- [文書抜粋]:
------------------------------------
待ち時間までもが楽しい

そこかしこから湯煙の上がる情緒ある温泉街、鉄輪。お寺や旅館、公共温泉が立ち並び、温泉の熱で温まったマンホールの上では猫がまどろむ。石畳の坂を歩いていくと、入り口が湯気でもうもうと霞む建物『地獄蒸し工房鉄輪』がある。

 

 

 

温泉の蒸気を利用してさまざまな食材を蒸しあげる地獄蒸し料理は、別府の名物グルメだ。ここ『地獄蒸し工房鉄輪』は、思い思いの野菜や肉、魚介類などを地獄釜で蒸し、その場で食べられる体験型施設。

 

国内外の観光客で連日賑わい、休日ともなると2~3時間待つこともあるが、ここでしかできない体験を求める人たちが集ってくる。「待ち時間の間に、足湯や蒸し湯を無料で楽しんだり、温泉を巡ったりするのもおすすめですよ」と館長さんが教えてくれた。

 

平日の午前中、まだ混雑していない館内で、メニューを眺める。単品をはじめ、肉と野菜のセットや魚介類のセットなど豊富なラインナップが揃っていて、何を食べるか迷ってしまう。

 

 

「ここで蒸すと、野菜が本当に美味しくなる。塩化物泉だから、ほんのり塩気があって野菜の味とよくマッチするんです。あとは大分県産のたまごかな。最近加わった新メニューも美味いですよ」と館長さんに勧められ、『野菜いもセット』と『スパイシーチキン』の食券を購入した。メニューは季節ごとに変更するそうで、釜使用料を支払えば食材の持ち込みもできるらしい。

 

 

 

釜の並ぶスペースは、1m先も見えないほどの湯気。そんな中、従業員のお姉さんたちは元気に対応してくれる。釜の使い方を教えてくれたお姉さんに一番好きなメニューを聞いてみると、ゆでたまごの半熟だという。「食べればわかる!」という力強い言葉を聞き、普段は固ゆでにするところを思わず半熟に変更した。
------------------------------------
- [記述課題 1]: 鉄輪の地獄蒸しの記事から、「国内外の観光客で連日賑わい、」で始まり「が揃っていて、何を食べるか迷ってしまう。」で終わる部分を一字も変えずに返すこと。
- [記述課題 2]: 地獄蒸しの記事で、館長さんはここの温泉の泉質を何だと述べているか。
- [記述課題 3]: 地獄蒸し工房鉄輪を訪ねた記事を、最後の文の後から書き継ぐこと。

[位置特定の記録]
------------------------------------
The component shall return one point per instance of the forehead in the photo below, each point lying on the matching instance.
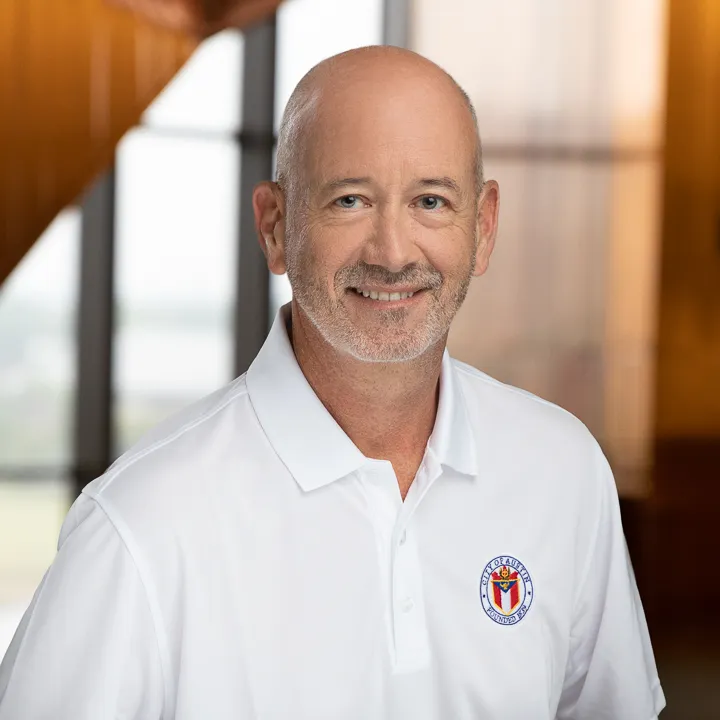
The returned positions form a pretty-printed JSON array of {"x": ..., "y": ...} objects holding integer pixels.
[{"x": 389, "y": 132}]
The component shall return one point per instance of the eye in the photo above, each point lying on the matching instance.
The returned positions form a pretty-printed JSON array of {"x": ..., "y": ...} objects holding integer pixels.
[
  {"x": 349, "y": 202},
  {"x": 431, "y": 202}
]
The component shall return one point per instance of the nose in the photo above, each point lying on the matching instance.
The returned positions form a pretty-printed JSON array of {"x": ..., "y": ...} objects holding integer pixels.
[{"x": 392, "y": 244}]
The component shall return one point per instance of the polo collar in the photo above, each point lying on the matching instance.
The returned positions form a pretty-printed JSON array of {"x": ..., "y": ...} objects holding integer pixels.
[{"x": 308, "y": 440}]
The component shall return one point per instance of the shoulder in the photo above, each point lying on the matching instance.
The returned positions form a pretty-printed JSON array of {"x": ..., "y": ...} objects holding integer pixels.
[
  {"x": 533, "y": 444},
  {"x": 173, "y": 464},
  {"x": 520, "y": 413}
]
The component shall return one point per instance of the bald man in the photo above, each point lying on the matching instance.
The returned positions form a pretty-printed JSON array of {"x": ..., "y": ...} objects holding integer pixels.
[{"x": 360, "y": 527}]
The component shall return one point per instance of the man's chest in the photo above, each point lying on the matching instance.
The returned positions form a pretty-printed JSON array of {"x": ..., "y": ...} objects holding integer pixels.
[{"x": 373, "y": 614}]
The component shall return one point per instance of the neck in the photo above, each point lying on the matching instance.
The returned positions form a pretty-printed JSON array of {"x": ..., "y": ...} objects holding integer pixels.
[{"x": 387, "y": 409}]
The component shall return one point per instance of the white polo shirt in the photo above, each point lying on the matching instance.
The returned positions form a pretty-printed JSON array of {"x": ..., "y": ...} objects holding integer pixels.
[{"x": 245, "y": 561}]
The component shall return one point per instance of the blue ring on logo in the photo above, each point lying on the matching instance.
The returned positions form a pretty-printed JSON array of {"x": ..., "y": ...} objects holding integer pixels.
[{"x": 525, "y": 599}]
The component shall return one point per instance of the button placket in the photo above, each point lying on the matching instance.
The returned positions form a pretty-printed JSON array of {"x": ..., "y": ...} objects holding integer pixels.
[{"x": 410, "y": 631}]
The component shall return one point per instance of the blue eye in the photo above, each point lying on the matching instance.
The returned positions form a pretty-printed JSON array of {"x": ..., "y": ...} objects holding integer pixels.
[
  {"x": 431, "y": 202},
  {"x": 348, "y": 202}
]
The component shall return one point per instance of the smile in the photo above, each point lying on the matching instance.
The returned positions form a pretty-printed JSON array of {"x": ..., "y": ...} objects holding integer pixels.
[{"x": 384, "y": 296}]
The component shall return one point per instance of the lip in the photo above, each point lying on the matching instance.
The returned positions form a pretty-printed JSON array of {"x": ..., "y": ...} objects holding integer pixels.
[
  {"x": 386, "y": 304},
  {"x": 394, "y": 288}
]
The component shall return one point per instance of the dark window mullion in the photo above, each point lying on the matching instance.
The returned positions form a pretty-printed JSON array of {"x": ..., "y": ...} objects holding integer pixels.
------------------------------------
- [課題の解答 1]:
国内外の観光客で連日賑わい、休日ともなると2~3時間待つこともあるが、ここでしかできない体験を求める人たちが集ってくる。「待ち時間の間に、足湯や蒸し湯を無料で楽しんだり、温泉を巡ったりするのもおすすめですよ」と館長さんが教えてくれた。

 

平日の午前中、まだ混雑していない館内で、メニューを眺める。単品をはじめ、肉と野菜のセットや魚介類のセットなど豊富なラインナップが揃っていて、何を食べるか迷ってしまう。

- [課題の解答 2]: 塩化物泉

- [課題の解答 3]:
指示に従い厚手の手袋をはめ、ずっしりと重い釜の蓋を開ける。底の方からボコボコという重い音が響き、熱い熱い温泉の力強さに直に触れるような感覚を覚えた。顔全体に湯気をあびながら、食材を釜へ。

 

 

待つこと7分。タイマーとにらめっこしながらソワソワと落ち着かず、でも楽しい気分の待ち時間。再び重い蓋を開け、たまごだけを取り出すと、蒸気が逃げないようにすぐにまた蓋をした。本当にゆでたまごになっているのだろうか。

 

お姉さんが「あったかいうちに、今すぐ食べて!」とアドバイスをくれたので、慌てて席へ戻った。殻をむくと、ぷるんとやわらかめの白身がお目見え。何も付けずにひとくち含むと、見事な半熟に仕上がった鮮やかな黄身が覗く。お姉さんが自信を持っておすすめしてくれた理由は、すぐにわかった。調味料を何もつけていないのに、絶妙な塩加減。そして固まる寸前のとろりとした食感。これまでの経験にない味わいだった。

 

 

肉や野菜、最後にいも類と、蒸しあがった順に釜から取り出し、温かいうちにいただく。まったりとしたタマネギや、ほくほくと蒸しあがったじゃがいもなど、食材の旨味がぎゅぎゅっと凝縮され、温泉の塩気が甘みを引き立てている。タマネギにポン酢をすこしだけ垂らしていただくと、酸味が加わってさらりと食べられる。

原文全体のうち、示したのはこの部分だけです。